## What the task asks
The answer must consist only of the lines from the line with "could you grab bounding boxes for every amber" to the line with "could you grab bounding boxes for every light switch", both included, exactly as they stand below.

Records excerpted from a collection

■ ■ ■ ■

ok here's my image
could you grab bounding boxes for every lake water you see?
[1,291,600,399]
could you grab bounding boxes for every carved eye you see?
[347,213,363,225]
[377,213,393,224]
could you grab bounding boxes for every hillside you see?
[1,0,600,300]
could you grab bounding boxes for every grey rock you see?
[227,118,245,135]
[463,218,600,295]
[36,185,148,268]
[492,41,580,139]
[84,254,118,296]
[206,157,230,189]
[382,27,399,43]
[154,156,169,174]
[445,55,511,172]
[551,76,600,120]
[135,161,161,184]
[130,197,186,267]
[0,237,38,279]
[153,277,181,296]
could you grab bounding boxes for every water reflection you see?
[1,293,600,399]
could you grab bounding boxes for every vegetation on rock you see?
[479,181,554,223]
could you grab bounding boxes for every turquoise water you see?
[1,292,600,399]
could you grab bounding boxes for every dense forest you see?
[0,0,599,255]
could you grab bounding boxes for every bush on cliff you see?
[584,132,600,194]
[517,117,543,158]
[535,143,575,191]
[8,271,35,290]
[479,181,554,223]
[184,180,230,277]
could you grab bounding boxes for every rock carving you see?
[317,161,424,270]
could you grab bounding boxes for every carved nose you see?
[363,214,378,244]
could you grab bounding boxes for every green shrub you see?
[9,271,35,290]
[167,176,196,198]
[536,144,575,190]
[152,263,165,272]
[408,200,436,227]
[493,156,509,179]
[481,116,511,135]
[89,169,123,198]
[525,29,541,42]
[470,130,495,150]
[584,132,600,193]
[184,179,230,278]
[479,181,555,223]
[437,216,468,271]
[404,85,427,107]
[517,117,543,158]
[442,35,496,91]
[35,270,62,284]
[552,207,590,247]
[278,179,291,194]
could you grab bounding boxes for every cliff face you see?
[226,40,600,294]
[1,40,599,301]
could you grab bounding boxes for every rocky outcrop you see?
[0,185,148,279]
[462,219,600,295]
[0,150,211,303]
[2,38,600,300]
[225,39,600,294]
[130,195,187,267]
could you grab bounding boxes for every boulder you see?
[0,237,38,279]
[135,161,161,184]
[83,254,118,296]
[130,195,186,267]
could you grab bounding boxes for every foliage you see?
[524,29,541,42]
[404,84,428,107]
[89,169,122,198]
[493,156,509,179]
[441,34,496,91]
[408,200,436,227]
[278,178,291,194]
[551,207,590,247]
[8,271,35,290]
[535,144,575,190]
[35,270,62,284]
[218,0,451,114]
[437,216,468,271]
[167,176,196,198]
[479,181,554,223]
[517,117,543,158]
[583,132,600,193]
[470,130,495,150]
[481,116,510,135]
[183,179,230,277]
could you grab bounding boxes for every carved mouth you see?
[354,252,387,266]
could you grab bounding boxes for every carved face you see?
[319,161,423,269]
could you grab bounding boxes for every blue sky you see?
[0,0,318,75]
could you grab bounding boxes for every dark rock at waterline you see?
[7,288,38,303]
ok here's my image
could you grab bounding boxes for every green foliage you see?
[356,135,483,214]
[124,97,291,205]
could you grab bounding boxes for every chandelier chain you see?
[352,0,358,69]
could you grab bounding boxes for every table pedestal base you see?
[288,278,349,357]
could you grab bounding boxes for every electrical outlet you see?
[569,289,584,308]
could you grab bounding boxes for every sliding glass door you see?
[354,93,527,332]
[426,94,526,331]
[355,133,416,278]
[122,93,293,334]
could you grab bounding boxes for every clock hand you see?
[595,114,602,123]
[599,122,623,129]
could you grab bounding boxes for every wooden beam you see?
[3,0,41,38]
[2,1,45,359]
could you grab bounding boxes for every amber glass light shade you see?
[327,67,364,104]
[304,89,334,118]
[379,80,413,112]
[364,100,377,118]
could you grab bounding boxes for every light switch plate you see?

■ ■ ■ ■

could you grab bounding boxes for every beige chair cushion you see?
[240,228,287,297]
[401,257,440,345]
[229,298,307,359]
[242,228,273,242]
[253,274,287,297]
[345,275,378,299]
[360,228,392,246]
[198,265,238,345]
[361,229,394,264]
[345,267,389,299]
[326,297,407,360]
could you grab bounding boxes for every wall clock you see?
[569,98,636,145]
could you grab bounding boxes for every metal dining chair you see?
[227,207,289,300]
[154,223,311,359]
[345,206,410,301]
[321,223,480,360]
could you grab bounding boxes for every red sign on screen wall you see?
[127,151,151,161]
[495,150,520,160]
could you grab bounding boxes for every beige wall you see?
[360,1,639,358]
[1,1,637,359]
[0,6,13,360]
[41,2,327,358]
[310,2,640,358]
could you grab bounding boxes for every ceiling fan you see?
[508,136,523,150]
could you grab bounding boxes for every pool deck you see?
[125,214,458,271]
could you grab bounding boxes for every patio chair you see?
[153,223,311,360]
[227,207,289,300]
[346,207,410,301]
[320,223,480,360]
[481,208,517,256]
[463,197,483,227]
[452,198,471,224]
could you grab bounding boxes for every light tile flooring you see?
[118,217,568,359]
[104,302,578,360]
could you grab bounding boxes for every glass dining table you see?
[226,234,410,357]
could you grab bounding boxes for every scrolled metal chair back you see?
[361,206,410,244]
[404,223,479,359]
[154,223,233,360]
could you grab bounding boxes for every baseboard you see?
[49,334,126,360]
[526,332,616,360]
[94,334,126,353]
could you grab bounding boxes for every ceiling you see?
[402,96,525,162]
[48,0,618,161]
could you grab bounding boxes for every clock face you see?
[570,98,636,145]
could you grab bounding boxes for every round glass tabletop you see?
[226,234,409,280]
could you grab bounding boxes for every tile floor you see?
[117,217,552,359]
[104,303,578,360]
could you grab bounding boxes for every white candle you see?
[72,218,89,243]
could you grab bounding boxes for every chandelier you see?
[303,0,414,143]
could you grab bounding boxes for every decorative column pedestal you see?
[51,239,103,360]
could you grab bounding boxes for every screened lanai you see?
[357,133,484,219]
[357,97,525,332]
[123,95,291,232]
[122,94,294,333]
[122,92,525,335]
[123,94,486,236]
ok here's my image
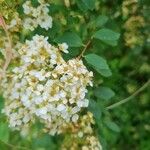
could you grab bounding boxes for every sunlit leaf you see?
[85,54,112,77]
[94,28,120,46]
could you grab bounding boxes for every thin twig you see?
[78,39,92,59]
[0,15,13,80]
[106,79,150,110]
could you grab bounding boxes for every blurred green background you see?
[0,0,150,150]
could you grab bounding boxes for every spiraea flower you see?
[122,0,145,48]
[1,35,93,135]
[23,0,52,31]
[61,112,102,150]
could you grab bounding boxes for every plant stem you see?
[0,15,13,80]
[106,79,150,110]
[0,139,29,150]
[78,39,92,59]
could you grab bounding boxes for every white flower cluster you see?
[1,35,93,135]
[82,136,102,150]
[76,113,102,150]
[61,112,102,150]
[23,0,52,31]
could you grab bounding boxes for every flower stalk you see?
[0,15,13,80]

■ ■ ■ ■

## Response to the task
could you grab bounding boxes for every amber glass light shade you see?
[327,67,364,104]
[304,89,334,118]
[379,80,413,112]
[364,100,377,118]
could you grab bounding boxes for every light switch plate you see?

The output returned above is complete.